What is being asked: From the listing below, select each line that contains the word "window" and copy those lines unchanged.

Provided material:
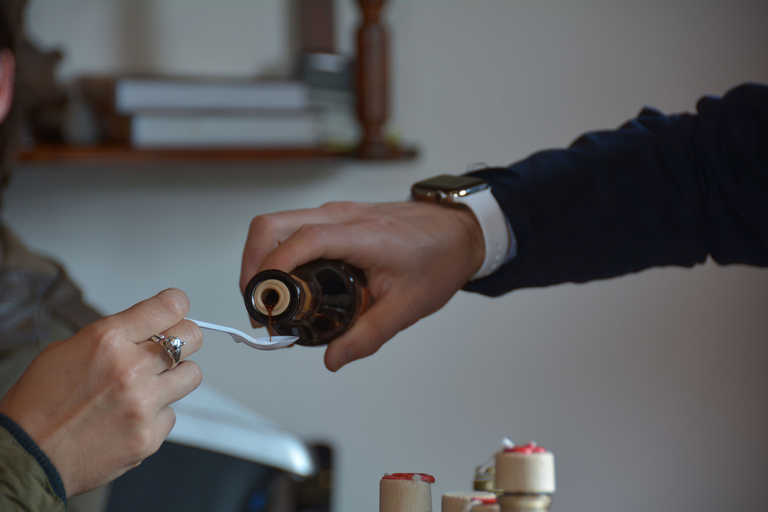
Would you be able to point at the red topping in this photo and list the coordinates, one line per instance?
(526, 449)
(410, 476)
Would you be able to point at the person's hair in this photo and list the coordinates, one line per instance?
(8, 127)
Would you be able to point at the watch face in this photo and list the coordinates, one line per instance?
(446, 187)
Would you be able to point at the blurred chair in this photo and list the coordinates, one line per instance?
(223, 457)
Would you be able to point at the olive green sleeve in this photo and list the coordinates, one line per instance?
(24, 484)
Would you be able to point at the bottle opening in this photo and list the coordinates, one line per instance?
(270, 298)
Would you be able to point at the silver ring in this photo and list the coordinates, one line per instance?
(172, 346)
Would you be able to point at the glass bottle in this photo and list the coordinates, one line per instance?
(317, 302)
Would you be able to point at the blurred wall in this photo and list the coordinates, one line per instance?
(650, 389)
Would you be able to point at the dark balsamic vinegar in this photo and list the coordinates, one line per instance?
(317, 302)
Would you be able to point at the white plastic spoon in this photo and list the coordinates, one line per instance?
(264, 343)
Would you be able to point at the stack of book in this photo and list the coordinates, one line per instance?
(165, 112)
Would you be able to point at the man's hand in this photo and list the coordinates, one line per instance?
(415, 255)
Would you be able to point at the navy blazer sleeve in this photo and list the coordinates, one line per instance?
(660, 190)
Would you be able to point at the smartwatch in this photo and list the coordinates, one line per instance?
(474, 193)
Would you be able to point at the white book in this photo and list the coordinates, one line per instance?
(134, 94)
(241, 129)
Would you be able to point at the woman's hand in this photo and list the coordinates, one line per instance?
(97, 403)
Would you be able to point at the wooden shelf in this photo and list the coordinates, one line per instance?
(372, 109)
(118, 154)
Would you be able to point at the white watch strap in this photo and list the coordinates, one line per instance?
(494, 226)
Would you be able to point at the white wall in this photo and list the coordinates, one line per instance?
(650, 389)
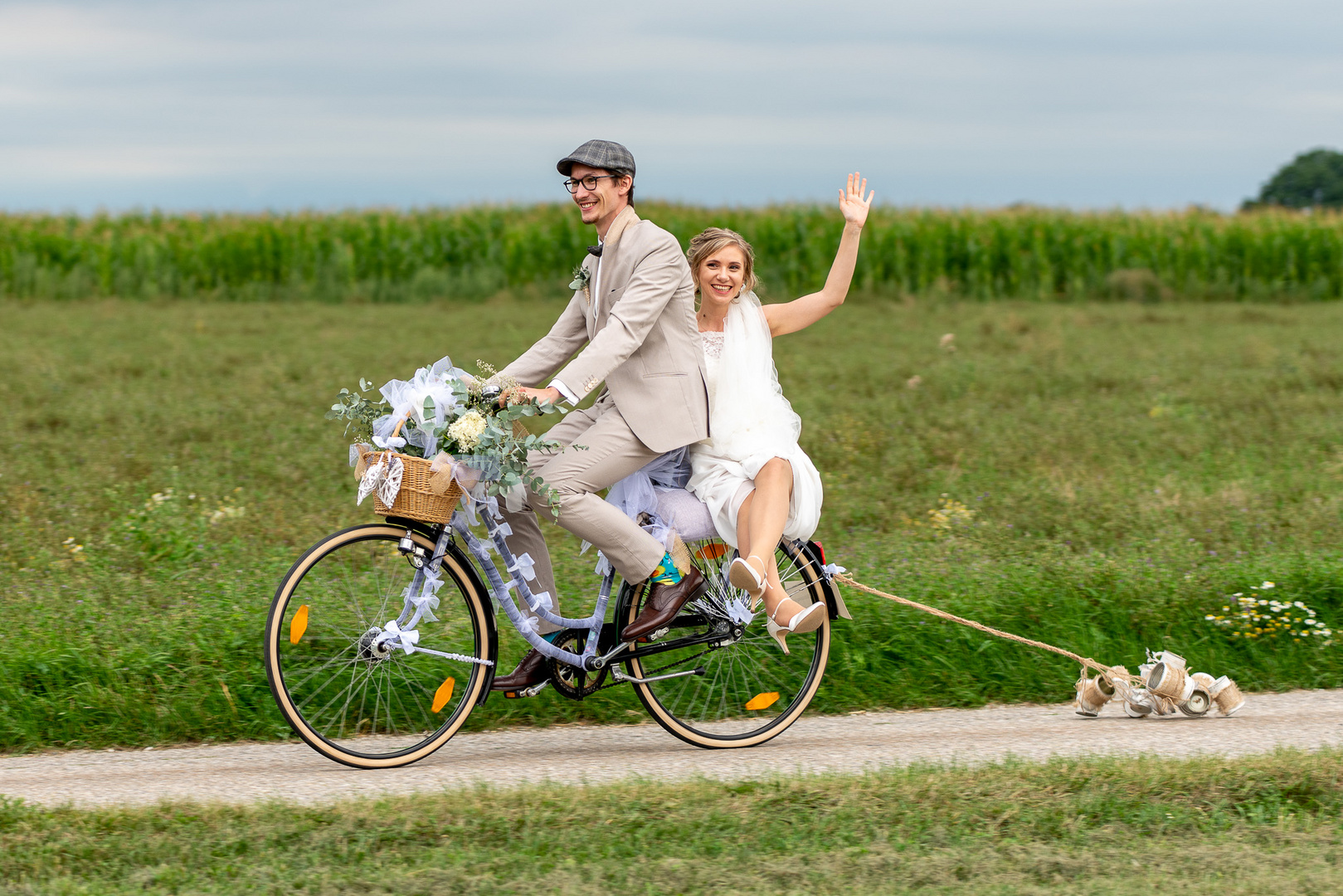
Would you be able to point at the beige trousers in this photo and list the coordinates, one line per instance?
(610, 453)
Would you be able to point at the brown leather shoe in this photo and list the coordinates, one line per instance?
(664, 603)
(531, 672)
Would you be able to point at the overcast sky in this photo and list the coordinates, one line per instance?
(325, 104)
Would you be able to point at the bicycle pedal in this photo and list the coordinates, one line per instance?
(527, 692)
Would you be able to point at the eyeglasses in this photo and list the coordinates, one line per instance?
(588, 183)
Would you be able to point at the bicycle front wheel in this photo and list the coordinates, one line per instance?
(748, 691)
(345, 694)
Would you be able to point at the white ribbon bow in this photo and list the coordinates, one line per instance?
(525, 564)
(427, 599)
(406, 640)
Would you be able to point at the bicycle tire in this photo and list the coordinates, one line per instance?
(689, 709)
(338, 581)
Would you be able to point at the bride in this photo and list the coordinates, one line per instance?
(757, 483)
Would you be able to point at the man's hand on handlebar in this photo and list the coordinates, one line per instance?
(520, 394)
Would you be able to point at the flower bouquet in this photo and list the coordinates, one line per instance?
(426, 442)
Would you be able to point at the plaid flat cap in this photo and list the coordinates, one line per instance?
(598, 153)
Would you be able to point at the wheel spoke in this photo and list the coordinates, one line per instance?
(340, 691)
(711, 709)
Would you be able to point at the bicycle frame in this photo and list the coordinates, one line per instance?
(419, 599)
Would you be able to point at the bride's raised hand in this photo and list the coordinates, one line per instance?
(852, 203)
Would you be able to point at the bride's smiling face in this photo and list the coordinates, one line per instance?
(720, 275)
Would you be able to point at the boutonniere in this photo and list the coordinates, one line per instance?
(581, 277)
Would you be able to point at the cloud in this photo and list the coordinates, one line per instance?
(297, 102)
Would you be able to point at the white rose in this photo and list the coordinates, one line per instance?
(466, 430)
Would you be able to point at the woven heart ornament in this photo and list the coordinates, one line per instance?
(391, 483)
(372, 479)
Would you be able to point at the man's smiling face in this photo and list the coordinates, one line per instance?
(605, 201)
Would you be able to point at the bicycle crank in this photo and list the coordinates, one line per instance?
(571, 681)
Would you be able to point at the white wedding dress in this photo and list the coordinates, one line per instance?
(750, 423)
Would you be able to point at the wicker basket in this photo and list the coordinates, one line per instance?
(418, 499)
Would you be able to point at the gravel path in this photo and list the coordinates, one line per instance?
(242, 772)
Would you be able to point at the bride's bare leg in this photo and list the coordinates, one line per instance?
(761, 523)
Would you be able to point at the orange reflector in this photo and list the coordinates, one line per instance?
(712, 551)
(442, 694)
(299, 626)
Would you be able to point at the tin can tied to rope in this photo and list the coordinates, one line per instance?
(1162, 687)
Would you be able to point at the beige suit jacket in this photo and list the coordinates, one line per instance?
(638, 336)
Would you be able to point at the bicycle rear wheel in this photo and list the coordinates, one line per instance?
(345, 696)
(750, 691)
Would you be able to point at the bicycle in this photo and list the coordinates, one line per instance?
(372, 689)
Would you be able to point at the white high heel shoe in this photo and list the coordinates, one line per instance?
(803, 621)
(743, 575)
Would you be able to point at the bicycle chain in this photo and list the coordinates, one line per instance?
(653, 672)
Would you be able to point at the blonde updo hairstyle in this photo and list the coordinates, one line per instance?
(712, 241)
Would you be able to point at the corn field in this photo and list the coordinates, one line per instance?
(479, 251)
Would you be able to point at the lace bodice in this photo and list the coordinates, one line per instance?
(712, 343)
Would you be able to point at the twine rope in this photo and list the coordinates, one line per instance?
(1110, 674)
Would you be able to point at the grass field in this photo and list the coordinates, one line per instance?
(1096, 828)
(1127, 468)
(1025, 253)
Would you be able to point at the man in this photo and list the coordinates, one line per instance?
(634, 323)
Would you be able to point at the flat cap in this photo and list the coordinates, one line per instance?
(598, 153)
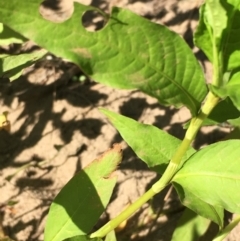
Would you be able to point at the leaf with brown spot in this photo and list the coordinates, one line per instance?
(82, 200)
(128, 52)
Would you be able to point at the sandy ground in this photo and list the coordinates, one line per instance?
(55, 120)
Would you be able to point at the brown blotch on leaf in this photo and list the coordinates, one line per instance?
(56, 11)
(83, 52)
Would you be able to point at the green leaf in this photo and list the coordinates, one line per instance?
(83, 199)
(224, 232)
(190, 227)
(219, 27)
(231, 90)
(199, 206)
(212, 175)
(8, 36)
(154, 146)
(111, 236)
(82, 238)
(12, 66)
(129, 52)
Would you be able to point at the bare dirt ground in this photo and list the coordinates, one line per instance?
(56, 122)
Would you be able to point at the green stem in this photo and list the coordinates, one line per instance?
(172, 168)
(223, 233)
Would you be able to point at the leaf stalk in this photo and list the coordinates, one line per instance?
(172, 168)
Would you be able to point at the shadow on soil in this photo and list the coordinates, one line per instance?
(38, 101)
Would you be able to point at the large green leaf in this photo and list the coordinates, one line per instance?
(82, 200)
(213, 176)
(190, 227)
(129, 52)
(219, 27)
(8, 36)
(154, 146)
(11, 66)
(199, 206)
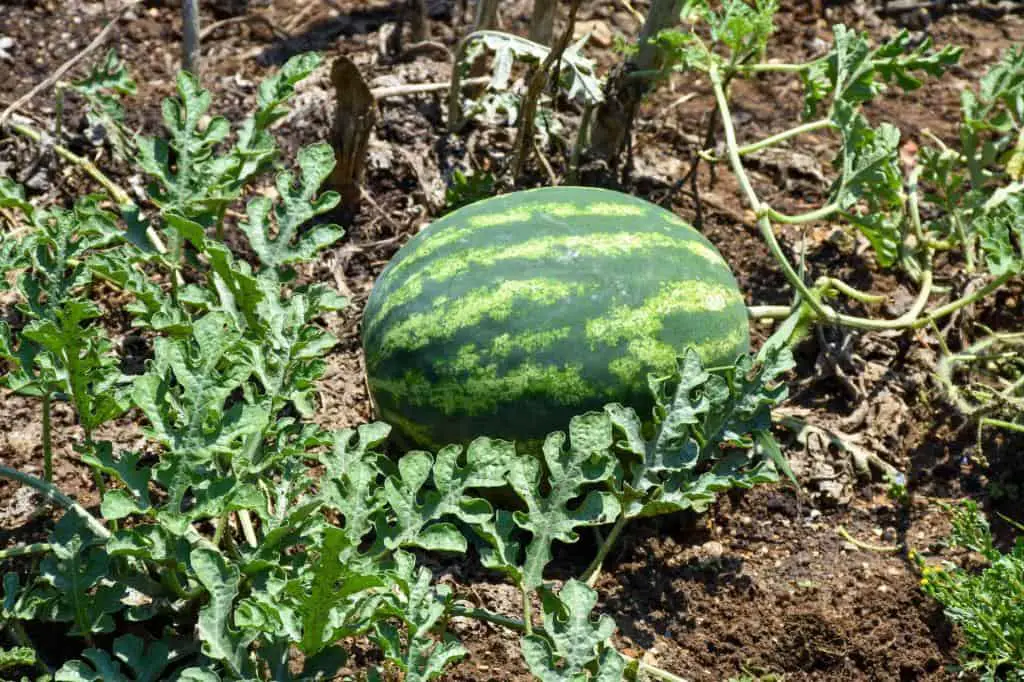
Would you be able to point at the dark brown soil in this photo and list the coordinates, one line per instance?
(765, 585)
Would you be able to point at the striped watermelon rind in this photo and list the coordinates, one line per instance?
(510, 315)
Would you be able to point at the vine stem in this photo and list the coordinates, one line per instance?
(527, 611)
(120, 197)
(784, 135)
(50, 492)
(594, 569)
(912, 318)
(25, 550)
(47, 437)
(519, 626)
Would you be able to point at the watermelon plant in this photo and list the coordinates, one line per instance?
(961, 206)
(241, 541)
(985, 603)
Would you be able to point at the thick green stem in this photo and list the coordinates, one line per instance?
(768, 311)
(594, 569)
(245, 520)
(527, 610)
(47, 437)
(50, 492)
(913, 318)
(784, 135)
(218, 534)
(774, 68)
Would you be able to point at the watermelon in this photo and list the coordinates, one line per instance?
(508, 316)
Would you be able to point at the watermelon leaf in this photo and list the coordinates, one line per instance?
(557, 514)
(423, 607)
(574, 647)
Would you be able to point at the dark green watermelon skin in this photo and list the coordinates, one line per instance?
(510, 315)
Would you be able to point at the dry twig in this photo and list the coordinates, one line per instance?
(279, 33)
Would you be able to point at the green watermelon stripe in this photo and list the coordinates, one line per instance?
(483, 389)
(448, 316)
(614, 244)
(686, 296)
(438, 235)
(510, 315)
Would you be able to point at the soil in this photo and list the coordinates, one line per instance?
(765, 585)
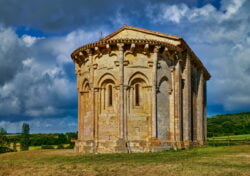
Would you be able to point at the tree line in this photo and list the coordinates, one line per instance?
(9, 143)
(228, 124)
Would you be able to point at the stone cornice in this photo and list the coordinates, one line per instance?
(173, 37)
(146, 42)
(196, 59)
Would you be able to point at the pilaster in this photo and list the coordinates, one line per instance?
(121, 109)
(187, 102)
(178, 103)
(154, 91)
(92, 93)
(200, 109)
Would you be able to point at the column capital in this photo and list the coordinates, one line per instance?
(89, 52)
(120, 46)
(156, 49)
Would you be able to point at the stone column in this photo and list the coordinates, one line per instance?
(121, 59)
(200, 109)
(187, 102)
(126, 112)
(205, 111)
(154, 91)
(172, 106)
(92, 93)
(178, 103)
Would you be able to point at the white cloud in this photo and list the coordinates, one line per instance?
(220, 37)
(30, 40)
(41, 86)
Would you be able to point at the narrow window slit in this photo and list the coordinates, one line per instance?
(137, 95)
(110, 103)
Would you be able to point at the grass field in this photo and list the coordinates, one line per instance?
(209, 161)
(234, 137)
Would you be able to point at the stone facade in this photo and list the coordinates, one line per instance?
(139, 91)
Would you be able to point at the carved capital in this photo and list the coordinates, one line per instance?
(97, 49)
(172, 68)
(108, 47)
(146, 49)
(95, 66)
(125, 62)
(170, 91)
(156, 49)
(89, 52)
(120, 46)
(117, 63)
(132, 47)
(150, 63)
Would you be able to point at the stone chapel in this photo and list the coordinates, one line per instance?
(139, 91)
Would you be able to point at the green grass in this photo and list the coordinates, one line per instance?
(234, 137)
(209, 161)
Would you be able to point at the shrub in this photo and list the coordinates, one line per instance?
(5, 150)
(71, 146)
(47, 147)
(60, 146)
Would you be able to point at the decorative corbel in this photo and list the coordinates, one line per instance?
(157, 49)
(97, 49)
(132, 48)
(120, 46)
(108, 48)
(89, 52)
(146, 49)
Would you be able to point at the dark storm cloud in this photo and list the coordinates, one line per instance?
(59, 16)
(12, 52)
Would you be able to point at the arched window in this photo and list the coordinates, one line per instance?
(137, 95)
(110, 96)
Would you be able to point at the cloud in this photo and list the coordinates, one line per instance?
(221, 38)
(42, 84)
(38, 125)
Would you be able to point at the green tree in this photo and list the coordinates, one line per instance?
(25, 138)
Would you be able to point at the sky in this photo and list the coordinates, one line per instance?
(37, 76)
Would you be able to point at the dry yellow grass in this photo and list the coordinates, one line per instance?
(209, 161)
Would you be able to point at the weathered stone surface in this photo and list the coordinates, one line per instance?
(139, 91)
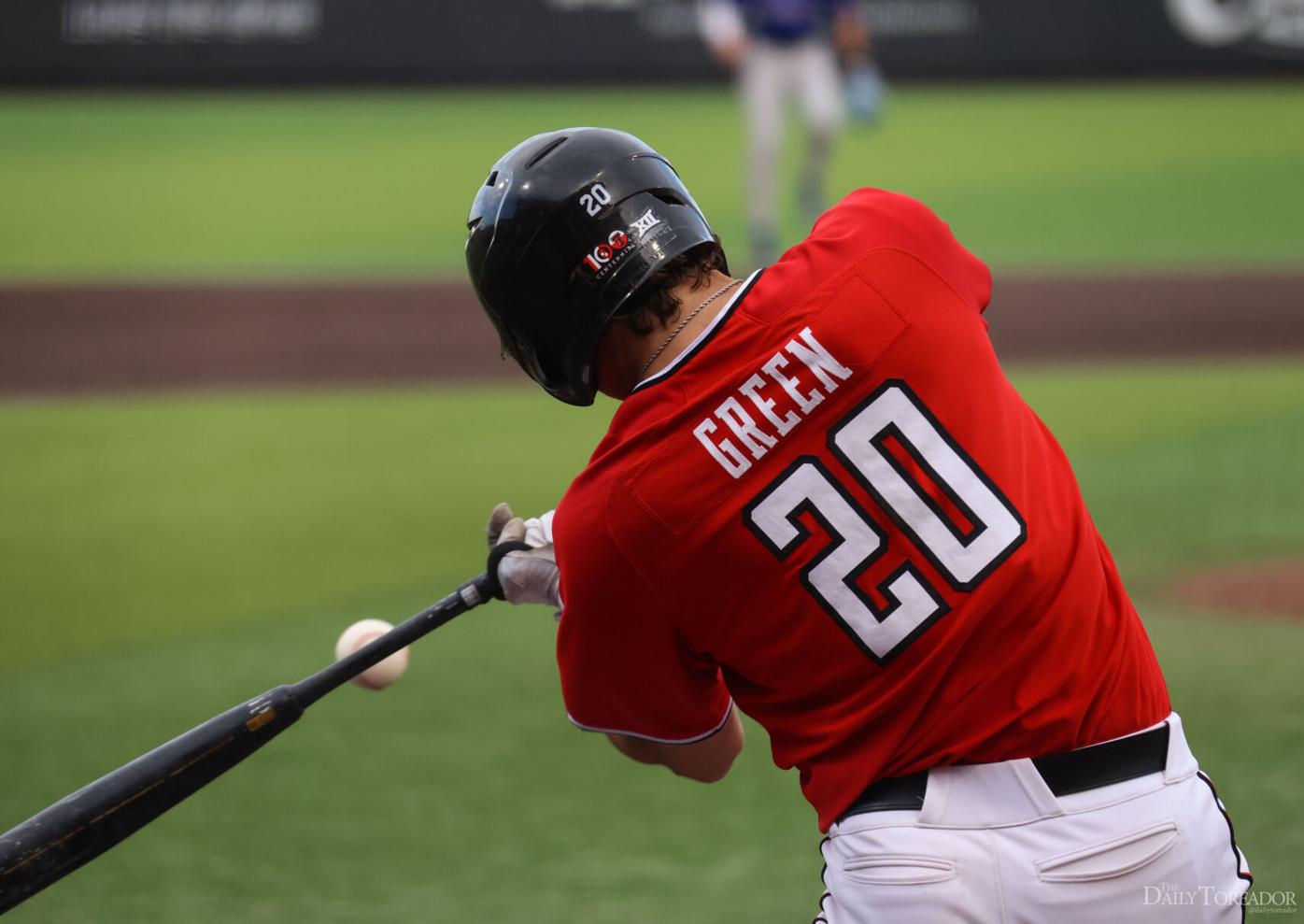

Expected answer:
Would you be able to point at the narrow window slit in this photo and list the coordinates, one line per instance?
Would you be able to point at the arched window in this photo and list the coordinates, one line per instance?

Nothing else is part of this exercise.